*READING TEXT*.
---------------

Project Details - Ended
- Grant Number:R21 HS021301
- Funding Mechanism:
- AHRQ Funded Amount:$290,456
- Principal Investigator:
- Project Dates:9/30/2012 to 9/29/2015
- Care Setting:
- Type of Care:
- Health Care Theme:
There is currently a research gap on the effects of health information technology (IT) on healthcare quality and disparities in the ambulatory care setting. Previous research has focused on the inpatient hospital setting, though most healthcare services are provided in the ambulatory setting, overlooking an area of large potential cost savings from hospitalization preventions.
The goal of this project was to use existing data to study the effects of electronic medical records (EMRs), picture archiving, and practice management systems on healthcare quality and racial disparities in the ambulatory care setting. The results may inform policymaking in the area of health IT, where Federal resources are being devoted to promoting adoption to reduce costs and improve quality.
The specific aims of the project were as follows:
- Develop a national panel database that measures the degree of ambulatory health IT in local areas.
- Combine the data on ambulatory IT with local-area panel measures of ambulatory care quality and controls for population and healthcare factors.
- Estimate the effects of health IT on the quality of ambulatory care.
- Estimate differential effects of health IT on different racial and ethnic sub-populations.
Researchers constructed measures of county-level ambulatory care quality and county-level health IT adoption using data from Medicare, the Nationwide Inpatient Sample, and the Healthcare Information and Management Systems Society (HIMSS) Analytics Database. The study team explored associations between the IT measures and ambulatory care quality as measured by local rates of hospitalizations, and also analyzed gender, age, racial, and ethnic disparities.
Study outcomes indicated that greater adoption of county-level ambulatory health IT, including EMRs, picture archiving, and practice management, significantly lowered rates of Medicare hospitalizations of conditions that may be prevented by vaccines or effective healthcare management, suggesting improved quality of care. Outcomes also indicated that the largest gains from ambulatory IT adoption, in the form of fewer hospital admissions, were for patients over the age of 65. Younger patients also had a lower admission rate with greater health IT adoption, though the results were not statistically significant. Finally, the study did not find any consistent differential effects of ambulatory IT with regard to sex, race, or ethnicity demographic groups. The measures and models developed in this study may be applied by other researchers for future large-scale evaluations of IT implementation in ambulatory settings.

---------------

*WHAT YOU SHOULD DO*.
Answer these questions from the project summary above:
(a) What was the AHRQ funded amount?
(b) Which data sources did researchers use to construct the county-level measures?
(c) Which patients saw the largest gains from ambulatory IT adoption?

---------------

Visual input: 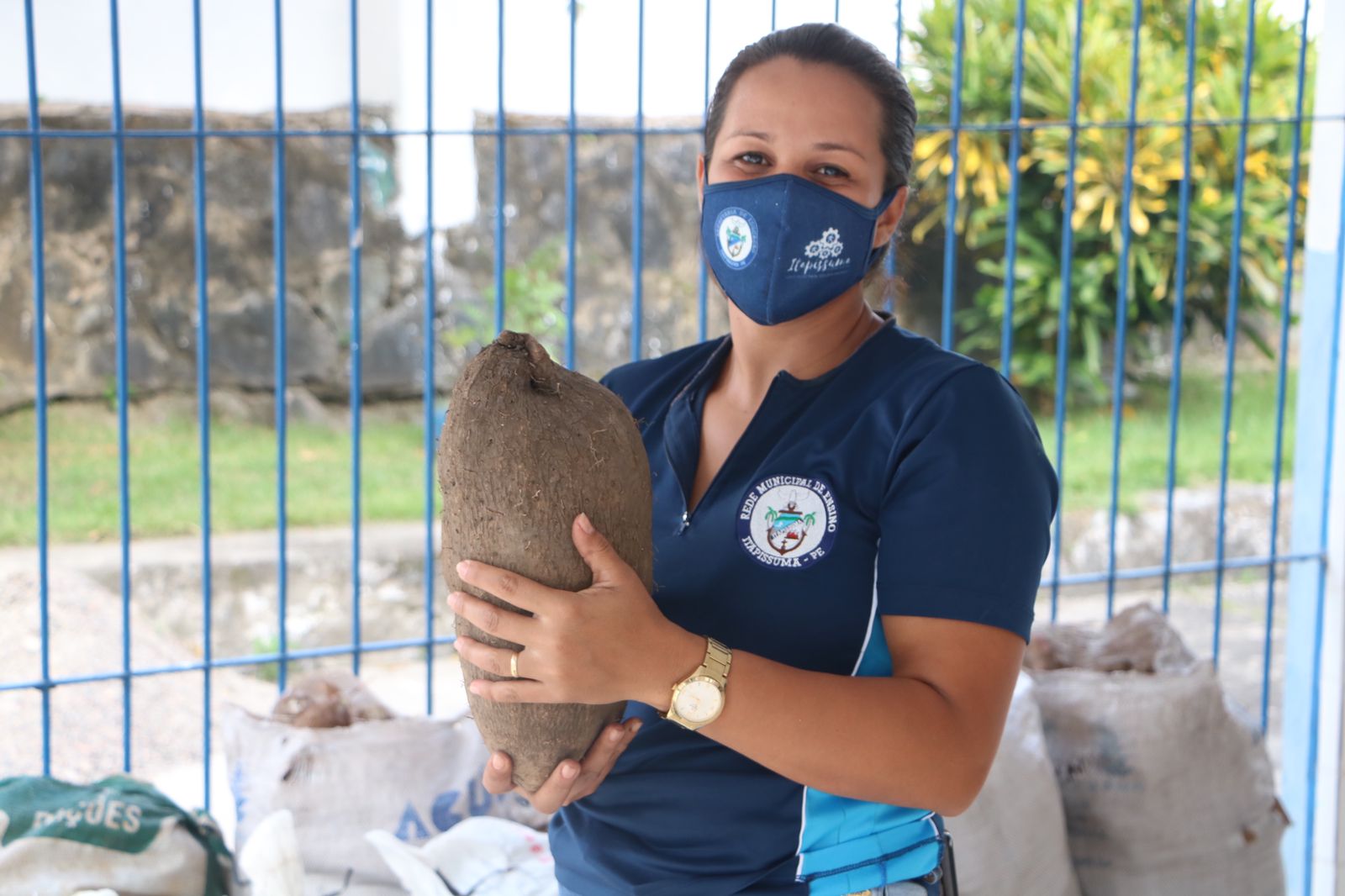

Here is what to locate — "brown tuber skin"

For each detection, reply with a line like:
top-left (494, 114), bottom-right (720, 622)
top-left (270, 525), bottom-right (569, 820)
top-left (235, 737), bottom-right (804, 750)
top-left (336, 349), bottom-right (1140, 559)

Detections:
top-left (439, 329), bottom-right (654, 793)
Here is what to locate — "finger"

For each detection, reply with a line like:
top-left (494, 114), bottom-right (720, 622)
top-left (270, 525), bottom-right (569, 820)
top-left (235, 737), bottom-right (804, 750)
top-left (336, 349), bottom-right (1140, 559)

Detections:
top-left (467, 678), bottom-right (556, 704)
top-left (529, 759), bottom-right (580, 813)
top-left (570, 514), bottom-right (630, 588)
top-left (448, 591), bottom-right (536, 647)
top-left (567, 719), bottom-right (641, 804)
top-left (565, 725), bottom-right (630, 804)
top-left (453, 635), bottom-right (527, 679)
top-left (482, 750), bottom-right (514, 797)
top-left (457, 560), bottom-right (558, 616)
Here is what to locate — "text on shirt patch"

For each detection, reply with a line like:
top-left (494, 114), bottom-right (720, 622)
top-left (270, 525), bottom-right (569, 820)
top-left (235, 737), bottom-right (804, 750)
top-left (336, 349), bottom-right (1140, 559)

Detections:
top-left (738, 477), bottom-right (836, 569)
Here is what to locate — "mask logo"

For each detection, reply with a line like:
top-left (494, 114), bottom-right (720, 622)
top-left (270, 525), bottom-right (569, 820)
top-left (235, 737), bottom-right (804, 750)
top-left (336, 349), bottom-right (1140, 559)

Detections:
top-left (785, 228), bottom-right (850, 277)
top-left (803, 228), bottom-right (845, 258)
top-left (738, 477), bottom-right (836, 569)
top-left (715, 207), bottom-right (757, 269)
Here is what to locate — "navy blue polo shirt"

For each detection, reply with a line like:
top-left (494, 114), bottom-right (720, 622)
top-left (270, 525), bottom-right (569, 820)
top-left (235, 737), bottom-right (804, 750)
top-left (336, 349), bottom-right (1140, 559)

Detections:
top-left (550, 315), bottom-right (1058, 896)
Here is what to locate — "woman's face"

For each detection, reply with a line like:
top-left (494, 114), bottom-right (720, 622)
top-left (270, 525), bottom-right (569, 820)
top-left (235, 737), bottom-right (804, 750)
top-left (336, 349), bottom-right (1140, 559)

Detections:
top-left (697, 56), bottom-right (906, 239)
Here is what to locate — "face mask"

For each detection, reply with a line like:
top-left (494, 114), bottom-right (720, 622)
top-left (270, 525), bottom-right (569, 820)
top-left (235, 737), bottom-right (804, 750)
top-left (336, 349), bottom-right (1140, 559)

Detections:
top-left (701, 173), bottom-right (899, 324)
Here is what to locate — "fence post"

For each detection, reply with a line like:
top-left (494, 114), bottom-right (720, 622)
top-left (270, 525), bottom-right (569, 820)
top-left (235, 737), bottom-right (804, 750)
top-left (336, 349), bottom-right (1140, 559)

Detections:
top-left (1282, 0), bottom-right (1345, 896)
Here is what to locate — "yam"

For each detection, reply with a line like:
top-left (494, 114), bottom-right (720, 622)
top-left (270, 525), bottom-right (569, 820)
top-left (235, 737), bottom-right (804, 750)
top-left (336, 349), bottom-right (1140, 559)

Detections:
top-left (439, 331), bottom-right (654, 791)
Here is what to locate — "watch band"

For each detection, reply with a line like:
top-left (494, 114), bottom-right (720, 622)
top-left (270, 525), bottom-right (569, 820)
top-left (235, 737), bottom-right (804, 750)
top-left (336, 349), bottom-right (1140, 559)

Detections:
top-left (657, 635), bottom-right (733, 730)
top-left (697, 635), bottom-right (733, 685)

---------------

*WRITTEN SOLUTION*.
(a) $290,456
(b) Medicare, the Nationwide Inpatient Sample, and the Healthcare Information and Management Systems Society (HIMSS) Analytics Database
(c) Patients over the age of 65